The Company, under the terms of its overnight air cargo dry-lease service contracts, passes through to its air cargo customer certain cost components of its operations without markup. The cost of fuel, landing fees, outside maintenance, parts and certain other direct operating costs are included in operating expenses and billed to the customer, at cost, and included in overnight air cargo revenue on the accompanying statements of income (loss). These pass-through costs totaled $23.0 million and $19.9 million for the years ended March 31, 2022 and 2021, respectively.
Liquidity – The Company’s Credit Agreement with MBT (the Air T debt in Note 14) includes several covenants that are measured once a year at March 31, including, but not limited to, a financial covenant requiring a debt service coverage ratio of 1.25. The AirCo 1 Credit Agreement (the AirCo 1 debt in Note 14) contains an affirmative covenant relating to collateral valuation. As of March 31, 2022, the Company and AirCo 1 were in compliance with all financial covenants.
The Contrail Credit Agreement (the Contrail debt in Note 14) contains affirmative and negative covenants, including covenants that restrict the ability of Contrail and its subsidiaries to, among other things, incur or guarantee indebtedness, incur liens, dispose of assets, engage in mergers and consolidations, make acquisitions or other investments, make changes in the nature of its business, and engage in transactions with affiliates. The Contrail Credit Agreement also contains quarterly financial covenants applicable to Contrail and its subsidiaries, including a minimum debt service coverage ratio of 1.25 to 1.0 and a minimum TNW of $8 million. As of March 31, 2022, Contrail was in compliance with all financial covenants.
The Company believes it is probable that the cash on hand (including that obtained from other current financings), net cash provided by operations from its remaining operating segments, together with its current revolving lines of credit, as amended or replaced, will be sufficient to meet its obligations as they become due in the ordinary course of business for at least 12 months following the date these financial statements are issued.
Recently Issued Accounting Pronouncements
In March 2020, the FASB issued ASU 2020-04- Reference Rate Reform (Topic 848): Facilitation of the Effects of Reference Rate Reform on Financial Reporting. The amendments in this Update provide optional expedients and exceptions for applying GAAP to contracts, hedging relationships, and other transactions affected by reference rate reform if certain criteria are met. The amendments in this Update apply only to contracts, hedging relationships, and other transactions that reference LIBOR or another reference rate expected to be discontinued because of reference rate reform. The expedients and exceptions provided by the amendments do not apply to contract modifications made and hedging relationships entered into or evaluated after December 31, 2022, except for hedging relationships existing as of December 31, 2022, that an entity has elected certain optional expedients for and that are retained through the end of the hedging relationship. The amendments are effective for all entities from the beginning of an interim period that includes the issuance date of this ASU. An entity may elect to apply the amendments prospectively through December 31, 2022. The Company is currently evaluating the impact of this amendment on our contracts, hedging relationships, and other transactions affected by reference rate reform.

------

■ **Written problem 1**
Extract, line for line and unchanged, the part of the listing that opens with the line containing "Where can the red truck" and runs through the end of the listing, including both ends.
The financial excerpt and the listing come from unrelated sources.

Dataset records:
------

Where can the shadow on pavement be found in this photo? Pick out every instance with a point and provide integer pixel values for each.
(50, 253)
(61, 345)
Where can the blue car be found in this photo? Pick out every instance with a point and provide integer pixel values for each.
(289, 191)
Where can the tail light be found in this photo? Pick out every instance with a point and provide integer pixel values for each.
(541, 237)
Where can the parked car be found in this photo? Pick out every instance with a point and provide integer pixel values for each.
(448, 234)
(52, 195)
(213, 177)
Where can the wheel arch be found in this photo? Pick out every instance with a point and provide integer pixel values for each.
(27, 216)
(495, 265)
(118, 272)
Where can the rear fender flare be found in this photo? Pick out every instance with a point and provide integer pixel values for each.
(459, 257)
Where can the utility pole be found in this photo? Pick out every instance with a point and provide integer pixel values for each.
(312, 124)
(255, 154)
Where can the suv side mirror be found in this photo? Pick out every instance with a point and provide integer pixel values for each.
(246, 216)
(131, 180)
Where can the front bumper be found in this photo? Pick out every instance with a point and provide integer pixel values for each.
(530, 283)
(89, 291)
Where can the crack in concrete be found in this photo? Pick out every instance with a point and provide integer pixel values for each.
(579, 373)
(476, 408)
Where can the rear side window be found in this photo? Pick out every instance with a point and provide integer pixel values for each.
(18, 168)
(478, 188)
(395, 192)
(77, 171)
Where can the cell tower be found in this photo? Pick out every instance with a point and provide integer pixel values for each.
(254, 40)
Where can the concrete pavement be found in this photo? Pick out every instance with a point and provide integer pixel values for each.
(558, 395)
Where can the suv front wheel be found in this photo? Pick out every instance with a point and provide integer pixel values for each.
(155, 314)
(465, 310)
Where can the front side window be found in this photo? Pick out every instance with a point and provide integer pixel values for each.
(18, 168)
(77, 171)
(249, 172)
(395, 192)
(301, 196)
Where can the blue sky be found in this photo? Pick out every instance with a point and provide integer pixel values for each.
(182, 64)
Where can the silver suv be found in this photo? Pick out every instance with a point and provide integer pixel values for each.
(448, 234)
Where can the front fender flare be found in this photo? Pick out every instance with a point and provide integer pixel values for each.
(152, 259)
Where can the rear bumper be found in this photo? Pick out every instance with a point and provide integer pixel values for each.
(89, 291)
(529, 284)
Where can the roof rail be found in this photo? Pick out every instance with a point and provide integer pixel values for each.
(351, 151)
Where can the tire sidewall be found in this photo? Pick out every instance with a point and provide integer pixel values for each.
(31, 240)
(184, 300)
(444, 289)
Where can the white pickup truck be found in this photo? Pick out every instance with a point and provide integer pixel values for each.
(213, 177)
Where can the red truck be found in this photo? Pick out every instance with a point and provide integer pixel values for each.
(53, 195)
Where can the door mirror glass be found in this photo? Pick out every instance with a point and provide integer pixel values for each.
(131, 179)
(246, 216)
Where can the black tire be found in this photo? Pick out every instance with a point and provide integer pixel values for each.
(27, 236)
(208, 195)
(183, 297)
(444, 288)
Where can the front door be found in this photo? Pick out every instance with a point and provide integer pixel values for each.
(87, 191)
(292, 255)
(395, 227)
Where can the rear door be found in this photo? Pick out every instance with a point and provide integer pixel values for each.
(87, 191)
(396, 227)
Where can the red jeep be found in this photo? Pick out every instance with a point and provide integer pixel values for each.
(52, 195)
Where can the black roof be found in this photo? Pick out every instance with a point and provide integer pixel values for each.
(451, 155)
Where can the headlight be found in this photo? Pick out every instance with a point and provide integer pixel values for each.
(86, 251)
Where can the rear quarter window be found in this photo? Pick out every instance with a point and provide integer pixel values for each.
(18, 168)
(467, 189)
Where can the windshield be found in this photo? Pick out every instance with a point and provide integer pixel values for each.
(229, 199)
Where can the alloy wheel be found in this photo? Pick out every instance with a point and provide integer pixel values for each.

------

■ **Written problem 2**
Copy word for word the part of the financial excerpt that opens with the words containing "The Company believes" and closes with "statements are issued.".

■ **Task response 1**
Where can the red truck be found in this photo? Pick out every instance with a point and provide integer pixel values for each.
(53, 195)
Where can the door mirror glass be found in this photo? Pick out every instance with a point and provide integer pixel values for each.
(131, 179)
(246, 216)
Where can the black tire be found in this photo? Pick out every instance with a point and provide integer pixel values for each.
(27, 236)
(208, 195)
(183, 297)
(444, 288)
Where can the front door be found in this photo? Pick out every instance with a point and provide integer pixel values for each.
(87, 191)
(292, 255)
(395, 227)
Where can the rear door be found in this photo? Pick out every instance with a point and provide integer pixel values for each.
(87, 191)
(396, 227)
Where can the red jeep be found in this photo? Pick out every instance with a point and provide integer pixel values for each.
(52, 195)
Where can the black roof be found in this photo? Pick out every instance with a point and provide integer pixel values for each.
(451, 155)
Where can the headlight be found in this photo? Pick out every instance with a point and provide integer pixel values for each.
(86, 251)
Where can the rear quarter window be found in this photo? Pick out every instance with a point and provide integer pixel values for each.
(18, 168)
(467, 189)
Where can the windshield be found in this photo? Pick out every instance with a point and provide integer pixel values for each.
(229, 199)
Where can the alloy wheel be found in this photo? Pick out every instance with a point and provide integer pixel values for each.

■ **Task response 2**
The Company believes it is probable that the cash on hand (including that obtained from other current financings), net cash provided by operations from its remaining operating segments, together with its current revolving lines of credit, as amended or replaced, will be sufficient to meet its obligations as they become due in the ordinary course of business for at least 12 months following the date these financial statements are issued.